- _YOUR GOAL_: Whenever the string "large" turns up in a line below, that line should be copied.

- _EXERCISE INPUT_:

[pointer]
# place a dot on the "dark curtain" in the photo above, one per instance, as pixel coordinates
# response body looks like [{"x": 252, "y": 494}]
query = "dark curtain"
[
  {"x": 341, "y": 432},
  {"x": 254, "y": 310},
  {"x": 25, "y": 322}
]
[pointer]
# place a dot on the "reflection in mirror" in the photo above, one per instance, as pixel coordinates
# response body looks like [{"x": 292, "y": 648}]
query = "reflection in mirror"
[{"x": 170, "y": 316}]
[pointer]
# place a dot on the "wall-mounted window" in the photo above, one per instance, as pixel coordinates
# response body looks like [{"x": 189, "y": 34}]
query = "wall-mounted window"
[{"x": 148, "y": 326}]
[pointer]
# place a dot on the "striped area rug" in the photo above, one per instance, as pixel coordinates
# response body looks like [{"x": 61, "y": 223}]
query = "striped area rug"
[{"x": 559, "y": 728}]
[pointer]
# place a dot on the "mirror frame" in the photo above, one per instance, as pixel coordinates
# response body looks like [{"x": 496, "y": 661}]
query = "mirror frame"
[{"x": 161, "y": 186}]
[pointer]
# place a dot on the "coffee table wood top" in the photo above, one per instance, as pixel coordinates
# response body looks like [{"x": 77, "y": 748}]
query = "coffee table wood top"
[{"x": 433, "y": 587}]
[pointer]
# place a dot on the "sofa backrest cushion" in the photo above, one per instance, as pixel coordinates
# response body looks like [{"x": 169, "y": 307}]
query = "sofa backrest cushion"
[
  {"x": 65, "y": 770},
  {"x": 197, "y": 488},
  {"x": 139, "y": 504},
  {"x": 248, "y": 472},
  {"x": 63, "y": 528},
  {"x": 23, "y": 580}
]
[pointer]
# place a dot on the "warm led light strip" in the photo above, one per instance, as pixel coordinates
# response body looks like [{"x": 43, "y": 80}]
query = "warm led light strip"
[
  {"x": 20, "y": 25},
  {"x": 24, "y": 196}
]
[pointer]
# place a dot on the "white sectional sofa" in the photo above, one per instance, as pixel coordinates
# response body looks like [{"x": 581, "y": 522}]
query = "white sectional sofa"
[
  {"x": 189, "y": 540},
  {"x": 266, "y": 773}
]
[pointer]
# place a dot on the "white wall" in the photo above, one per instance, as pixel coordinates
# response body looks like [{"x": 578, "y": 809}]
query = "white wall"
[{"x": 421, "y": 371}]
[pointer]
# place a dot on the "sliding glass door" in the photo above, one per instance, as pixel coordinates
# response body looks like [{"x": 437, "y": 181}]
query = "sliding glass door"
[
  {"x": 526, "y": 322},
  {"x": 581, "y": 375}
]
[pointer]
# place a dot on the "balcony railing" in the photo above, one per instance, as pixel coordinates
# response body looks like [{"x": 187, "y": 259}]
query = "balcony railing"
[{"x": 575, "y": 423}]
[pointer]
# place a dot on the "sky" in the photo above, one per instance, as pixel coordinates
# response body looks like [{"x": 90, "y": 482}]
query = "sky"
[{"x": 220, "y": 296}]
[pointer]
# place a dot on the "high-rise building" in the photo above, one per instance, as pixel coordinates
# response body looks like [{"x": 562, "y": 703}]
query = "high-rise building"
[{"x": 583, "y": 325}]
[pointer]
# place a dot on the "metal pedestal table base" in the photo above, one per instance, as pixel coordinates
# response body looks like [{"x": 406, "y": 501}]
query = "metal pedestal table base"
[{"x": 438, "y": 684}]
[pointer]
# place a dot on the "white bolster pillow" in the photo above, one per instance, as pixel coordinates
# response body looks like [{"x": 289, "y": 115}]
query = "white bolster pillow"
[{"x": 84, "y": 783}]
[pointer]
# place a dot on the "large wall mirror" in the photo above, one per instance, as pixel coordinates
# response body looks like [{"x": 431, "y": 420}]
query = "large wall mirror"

- _RESPONSE_:
# place a dot on the "large wall mirror" in the photo above, one per instance, as pixel coordinates
query = "large wall mirror"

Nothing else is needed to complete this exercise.